- [TASK REQUIREMENTS] Update the article on the decline of the humanities, starting at "The Practical Transformation" and ending at "approach of the humanities.", and write that passage out with "Civil War" changed to "American Civil War".

- [SOURCE EXCERPT]
Fraying at the Edges

Editor’s Note: This article is the first in a three part series on the decline of the humanities in academia and Stanford in particular.

Science has come to the humanities, so to speak.  Several news reports in recent weeks have discussed the development of the Literature Lab at Stanford, a group of scholars devoted to using computational approaches to studying texts, the traditional realm of the humanities.  Using these new techniques and the growing size of Google Books, scholars like Matthew Jockers hope to build and possibly disrupt the current narratives in literature history.

Will such research be the future of the humanities?  Will a scientific and quantitative approach increase the attention of funding agencies in Washington to the needs of the humanities?  Or will this direction destroy the very core of what the humanities are about?

Such are the debates that surround the increasingly marginalized humanities disciplines.  Once at the core of the university, the humanities are fraying on nearly every measure, losing students, budgets, faculty slots and more fundamentally, power and influence.  How did we reach this point, and what will the future of the humanities be?  This three part series hopes to illuminate the discussion by providing a history of higher education, a look at undergraduates and their approaches to education, and investigating the future finances of the humanities.

The Early Era (1636-1862)

Given the lack of access to primary and secondary schools for most Americans, universities in America were refuges of the elite for much of their early history, and the curriculums of these universities were designed with this demographic in mind.  Private schools were the near-exclusive institutions available in these early years, and most of these were connected with religious denominations (a pattern that had extended from the cathedrals of the Middle Ages).

These universities defined a broad curriculum in the classic liberal arts, and their requirements were strict compared to our current system.  There were few choices in classes, no concept of majors, and next to no courses in the “professions.”  Given the social networks at the time, universities formed the perspectives of students en route to the country’s elite, providing a common culture based on the bedrock of Western civilization.

The humanities were a core and arguably exclusive part of this education.  The development of the social sciences was just beginning (Adam Smith’s *The Wealth of Nations *was published in 1776, and its concepts were still considered part of philosophy), and the sciences were not clearly developed.

This early era was a period of little change in higher education.  America though, was hardly standing still.  The growing industrial character of the economy starting in the nineteenth century and the expansion of the Western frontier created more demand for talented workers – a need unfulfilled by colleges.  Yet within just a short period, American academia would be dramatically upended, transforming the nature of higher education and the future development of the system.

The Practical Transformation (1862-1945)

The first major event that shook the higher education system was the passage of the Morrill Act in 1862 in the heart of the Civil War.  The act transferred federal land to states to be used for the creation of new universities that would target practical fields (many of these still bear the moniker “A&M” referring to Agricultural and Mechanical).  For the first time, the idea of practical training and specialization were placed at the heart of the university, supplanting the whole person approach of the humanities.

University curriculums also adapted to the changing needs of society and started the first changes to their curriculums.  Schools developed the concept of the “major” that would offer specialization in a specific field of study, while also creating the notion of general education requirements to provide breadth of study.

(Location identification rows)
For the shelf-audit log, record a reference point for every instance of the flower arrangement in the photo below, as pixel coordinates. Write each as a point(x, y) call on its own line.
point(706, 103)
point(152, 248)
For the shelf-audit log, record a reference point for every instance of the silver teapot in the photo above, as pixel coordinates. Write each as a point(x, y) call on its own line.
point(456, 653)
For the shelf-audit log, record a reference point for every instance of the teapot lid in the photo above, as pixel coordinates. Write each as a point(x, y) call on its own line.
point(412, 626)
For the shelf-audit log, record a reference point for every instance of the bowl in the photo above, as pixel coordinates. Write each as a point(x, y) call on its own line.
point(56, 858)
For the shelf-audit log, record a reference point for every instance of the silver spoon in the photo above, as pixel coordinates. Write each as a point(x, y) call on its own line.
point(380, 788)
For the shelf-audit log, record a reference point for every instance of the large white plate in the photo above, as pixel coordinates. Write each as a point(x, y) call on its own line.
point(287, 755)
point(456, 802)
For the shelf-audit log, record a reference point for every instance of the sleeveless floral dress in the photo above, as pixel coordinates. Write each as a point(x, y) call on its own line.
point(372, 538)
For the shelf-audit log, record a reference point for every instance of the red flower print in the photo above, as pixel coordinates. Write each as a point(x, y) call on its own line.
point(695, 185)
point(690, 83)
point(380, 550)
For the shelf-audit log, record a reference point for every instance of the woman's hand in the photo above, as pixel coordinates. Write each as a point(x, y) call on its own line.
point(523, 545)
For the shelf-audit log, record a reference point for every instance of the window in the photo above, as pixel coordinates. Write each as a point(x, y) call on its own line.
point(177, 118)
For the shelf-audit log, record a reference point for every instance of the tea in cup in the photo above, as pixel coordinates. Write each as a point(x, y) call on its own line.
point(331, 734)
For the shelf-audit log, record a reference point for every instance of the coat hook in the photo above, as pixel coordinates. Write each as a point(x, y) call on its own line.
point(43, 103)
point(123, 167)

- [RESULT OF THIS EXERCISE]
The Practical Transformation (1862-1945)

The first major event that shook the higher education system was the passage of the Morrill Act in 1862 in the heart of the American Civil War.  The act transferred federal land to states to be used for the creation of new universities that would target practical fields (many of these still bear the moniker “A&M” referring to Agricultural and Mechanical).  For the first time, the idea of practical training and specialization were placed at the heart of the university, supplanting the whole person approach of the humanities.